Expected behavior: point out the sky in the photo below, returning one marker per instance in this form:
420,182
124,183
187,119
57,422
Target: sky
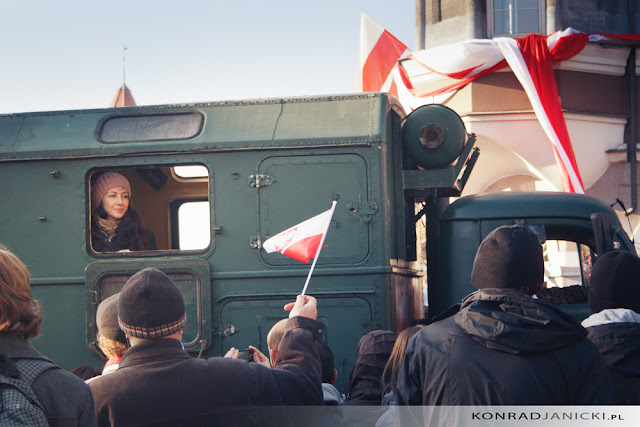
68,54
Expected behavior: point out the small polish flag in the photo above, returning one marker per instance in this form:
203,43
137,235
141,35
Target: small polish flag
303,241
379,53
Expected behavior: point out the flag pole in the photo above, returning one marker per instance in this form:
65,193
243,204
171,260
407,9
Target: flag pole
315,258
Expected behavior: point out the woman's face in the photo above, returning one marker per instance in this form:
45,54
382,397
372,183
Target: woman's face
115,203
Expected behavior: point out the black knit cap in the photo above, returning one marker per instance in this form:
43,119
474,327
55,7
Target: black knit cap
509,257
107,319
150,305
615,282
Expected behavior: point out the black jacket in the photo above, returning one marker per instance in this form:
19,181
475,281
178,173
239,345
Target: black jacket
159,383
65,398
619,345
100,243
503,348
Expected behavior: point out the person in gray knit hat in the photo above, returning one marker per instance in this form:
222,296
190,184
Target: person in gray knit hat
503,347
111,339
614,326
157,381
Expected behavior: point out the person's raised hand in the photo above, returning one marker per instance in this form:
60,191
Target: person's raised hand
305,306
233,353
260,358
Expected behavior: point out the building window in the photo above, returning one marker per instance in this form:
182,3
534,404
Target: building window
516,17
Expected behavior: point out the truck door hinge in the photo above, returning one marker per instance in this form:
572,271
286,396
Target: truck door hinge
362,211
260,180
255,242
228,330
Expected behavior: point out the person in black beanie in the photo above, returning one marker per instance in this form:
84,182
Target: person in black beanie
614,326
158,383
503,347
-----
WHAT TO WORK ON: Rewrite all of the rows above with "marker" swapped for "dot" wherever it occurs, keeping everything else unchanged. Leave the pictures out.

SOLUTION FOR THIS EXERCISE:
Expected behavior: point out the sky in the photo below, returning one dot per instance in this form:
420,182
124,183
187,119
57,422
Target: sky
68,54
Expected behavior: point out the small polish flag in the photo above, returning one dot per instance in this form:
203,43
137,235
141,35
Target: small polish flag
303,241
379,53
Expected behavior: point out the flag pole in the photo above, returning one dot per instance in this form:
65,193
243,204
171,260
407,9
Target: flag pole
315,258
Expected behavior: point out the woman's face in the photo above, returning one dot per instance in this form:
45,54
382,397
372,183
Target: woman's face
115,203
Expected behavior: point out the black knit cap in the photo above, returning one dot per instance in this form:
43,119
474,327
55,7
Target: black knit cap
509,257
107,319
150,305
615,282
Expected behavior: point out the black jacket in the photo above, returning one dot per instance in this form:
19,181
475,281
178,173
239,345
Target: black jacket
159,383
65,398
619,345
100,243
503,348
Expected behavior: point out the person in gray knit hat in the photo above, returning one dot per instance in this form:
222,296
190,184
Target: person in gray knit hat
503,347
111,339
614,326
157,381
Expected behavior: point out the person's raised hand in the photo above, returning one dot per instance in this form:
60,191
Target: person's raised hand
305,306
233,353
260,358
Expected behavior: point out the building window in the photo above, returning one dot per instance in this form:
182,3
534,404
Target: building window
516,17
Expected behavior: point out the truck door hinge in the photo above, returning one dot per instance in this form:
572,271
286,396
Target: truck door hinge
362,211
260,180
255,242
228,330
Expected behavior: point out the person in black beanie in the photo above, returning one dot per instance in this form:
84,182
Target: person in black beanie
614,326
158,383
503,347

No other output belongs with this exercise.